When the string "island" occurs in a line of the listing below, return that line.

_Data provided_
=== Section Start ===

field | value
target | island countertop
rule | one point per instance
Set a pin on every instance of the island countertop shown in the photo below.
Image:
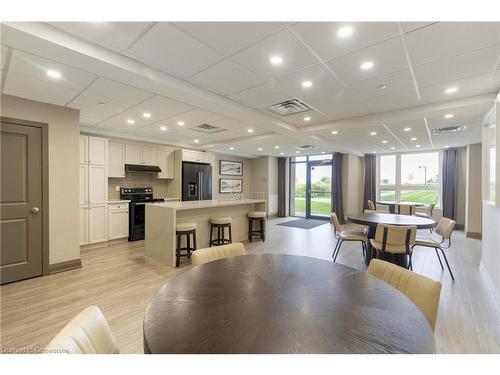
(212, 203)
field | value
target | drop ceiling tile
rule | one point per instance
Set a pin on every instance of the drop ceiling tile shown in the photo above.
(117, 36)
(41, 91)
(262, 96)
(173, 51)
(462, 66)
(116, 91)
(230, 37)
(3, 57)
(295, 56)
(34, 67)
(226, 77)
(388, 57)
(165, 105)
(322, 80)
(322, 36)
(446, 39)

=== Section End ===

_Exercise output_
target | island countertop
Set a pin on every instance of the island countertop shown in the photo below.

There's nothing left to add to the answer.